++++ Passage ++++

With extra pips, Mwesigwa may be compelled to act high handedly in the face of the burgeoning influence of NUP—a party that has sprouted tremendously in stature and structure since it was founded four years ago—a headquarters in the city and dozens of representatives down the ballot.
For Musisi who has represented NUP in various court cases of missing persons, arrests and detention, he says it is more of the same.
“I saw the CID chief chest thumping about dealing with opposition, it was more of a political statement,” he told The Independent, “We saw a nasty election in 2021 and now we are seeing the hallmarks of another one in 2026.”
He says that everywhere the NRM government has been rejected, in places like Teso, northern Uganda, there has been violence. “When the government lost in central Uganda, we saw a lot of bloodshed, extrajudicial violence, so what happened to Bobi Wine is a bad sign for the future.”
Musisi says to avert the same kind of violence witnessed in the last elections would take influential figures like religious leaders to raise their voices and call to order for those in charge of state authority.
“We do not have to see a bloodbath just because of elections,” he says, adding that violence could happen on an ever bigger scale.
“We call upon institutions especially the courts which are at the forefront to ensure that the law is respected,” Musisi says. “We also call upon the Electoral Commission who are the principal managers of elections to do more…and other neutral arbiters to rise up to the challenge.”
Prelude of violent 2026
For NUP, there has been no respite. Every day presents a new challenge as party members are arrested, whisked away or face new charges. On the eve of the Gulu parliamentary sittings, three NUP officials; Brian Mungu, Sebastian Ogoni and Boniface Ocira were arrested after a raid on the NUP offices in Gulu.

++++

▸ **What you are asked to do**: According to the passage about NUP, which three party officials were arrested after the raid on the NUP offices in Gulu? Base the answer on the passage about NUP and nothing else.

++++ Data extracts ++++

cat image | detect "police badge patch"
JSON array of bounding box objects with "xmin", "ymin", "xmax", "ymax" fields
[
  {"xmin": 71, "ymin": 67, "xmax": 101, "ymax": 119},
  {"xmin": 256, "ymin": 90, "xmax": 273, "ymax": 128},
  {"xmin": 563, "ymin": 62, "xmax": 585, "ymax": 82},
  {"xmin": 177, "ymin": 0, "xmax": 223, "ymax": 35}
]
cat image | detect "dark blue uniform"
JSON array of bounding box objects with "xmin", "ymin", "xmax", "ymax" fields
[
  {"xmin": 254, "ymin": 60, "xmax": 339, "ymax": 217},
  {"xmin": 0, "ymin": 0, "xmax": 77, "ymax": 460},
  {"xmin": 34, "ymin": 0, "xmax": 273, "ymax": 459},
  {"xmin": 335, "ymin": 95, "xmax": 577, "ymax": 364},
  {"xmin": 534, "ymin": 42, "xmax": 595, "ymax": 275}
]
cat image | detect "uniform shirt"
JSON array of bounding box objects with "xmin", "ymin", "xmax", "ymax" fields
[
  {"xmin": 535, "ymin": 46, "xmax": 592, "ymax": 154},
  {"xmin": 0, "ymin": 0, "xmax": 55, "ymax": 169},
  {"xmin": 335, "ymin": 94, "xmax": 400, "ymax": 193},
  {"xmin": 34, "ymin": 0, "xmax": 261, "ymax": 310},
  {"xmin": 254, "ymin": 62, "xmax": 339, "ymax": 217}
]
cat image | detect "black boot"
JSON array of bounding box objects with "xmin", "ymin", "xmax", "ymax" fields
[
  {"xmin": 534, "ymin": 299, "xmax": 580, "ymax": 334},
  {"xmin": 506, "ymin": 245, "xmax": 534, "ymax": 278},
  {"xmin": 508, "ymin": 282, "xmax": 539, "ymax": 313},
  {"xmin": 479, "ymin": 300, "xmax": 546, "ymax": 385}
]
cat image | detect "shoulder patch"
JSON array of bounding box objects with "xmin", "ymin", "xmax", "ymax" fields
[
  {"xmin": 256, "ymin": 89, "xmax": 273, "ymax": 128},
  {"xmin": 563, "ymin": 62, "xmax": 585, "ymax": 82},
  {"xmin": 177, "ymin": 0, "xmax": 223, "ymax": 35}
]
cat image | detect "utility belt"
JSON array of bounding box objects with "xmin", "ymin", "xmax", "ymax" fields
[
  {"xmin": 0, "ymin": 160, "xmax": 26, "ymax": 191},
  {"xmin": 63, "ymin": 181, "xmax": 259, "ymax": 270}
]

++++

▸ **Exercise response**: Brian Mungu, Sebastian Ogoni and Boniface Ocira.